--- START ---

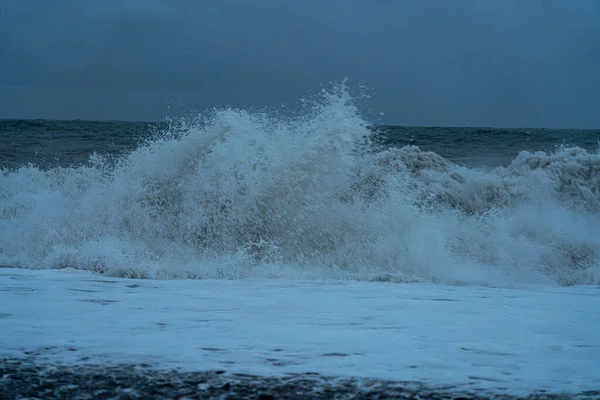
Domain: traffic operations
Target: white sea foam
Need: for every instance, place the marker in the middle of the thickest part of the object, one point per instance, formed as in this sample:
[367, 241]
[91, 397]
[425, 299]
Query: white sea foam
[240, 195]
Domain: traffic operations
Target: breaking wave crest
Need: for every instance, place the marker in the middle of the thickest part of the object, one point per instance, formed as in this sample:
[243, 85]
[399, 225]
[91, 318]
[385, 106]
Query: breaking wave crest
[250, 195]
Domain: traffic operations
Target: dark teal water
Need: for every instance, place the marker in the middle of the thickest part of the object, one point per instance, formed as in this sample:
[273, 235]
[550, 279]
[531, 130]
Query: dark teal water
[48, 144]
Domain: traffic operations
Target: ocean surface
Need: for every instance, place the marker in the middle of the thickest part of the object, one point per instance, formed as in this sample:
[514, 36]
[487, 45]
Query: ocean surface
[322, 194]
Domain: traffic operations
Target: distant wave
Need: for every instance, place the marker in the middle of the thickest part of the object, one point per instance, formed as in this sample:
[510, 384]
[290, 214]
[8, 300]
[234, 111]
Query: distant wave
[248, 195]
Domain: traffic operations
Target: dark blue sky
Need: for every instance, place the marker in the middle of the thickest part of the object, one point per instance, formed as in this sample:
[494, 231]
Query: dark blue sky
[533, 63]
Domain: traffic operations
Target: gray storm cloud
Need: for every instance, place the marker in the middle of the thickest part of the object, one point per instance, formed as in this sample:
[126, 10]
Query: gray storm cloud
[511, 63]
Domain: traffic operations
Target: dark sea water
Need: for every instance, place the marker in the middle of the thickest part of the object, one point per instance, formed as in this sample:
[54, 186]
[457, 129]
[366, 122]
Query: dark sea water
[324, 194]
[48, 144]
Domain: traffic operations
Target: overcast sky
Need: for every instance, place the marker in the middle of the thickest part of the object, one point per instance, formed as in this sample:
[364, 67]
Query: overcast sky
[528, 63]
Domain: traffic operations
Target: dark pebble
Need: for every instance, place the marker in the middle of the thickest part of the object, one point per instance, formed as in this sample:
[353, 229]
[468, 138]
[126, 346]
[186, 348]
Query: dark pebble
[21, 378]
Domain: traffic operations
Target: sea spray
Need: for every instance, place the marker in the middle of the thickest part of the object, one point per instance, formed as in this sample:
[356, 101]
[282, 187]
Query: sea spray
[239, 194]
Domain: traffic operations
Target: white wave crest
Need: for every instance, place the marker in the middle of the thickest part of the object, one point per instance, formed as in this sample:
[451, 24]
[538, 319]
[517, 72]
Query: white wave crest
[243, 195]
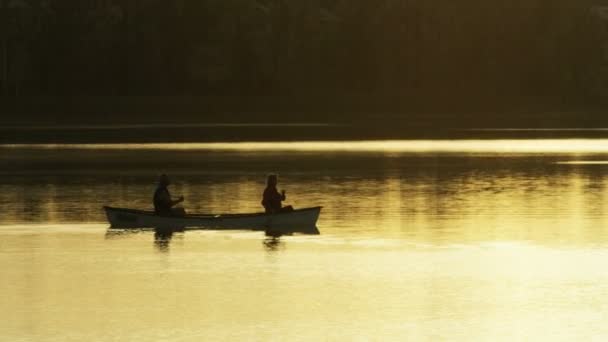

--- END ---

_TASK GOAL:_ From the data above, extract every line that contains the word "foam".

_FINISHED ANSWER:_
Target: white sea foam
Query: white sea foam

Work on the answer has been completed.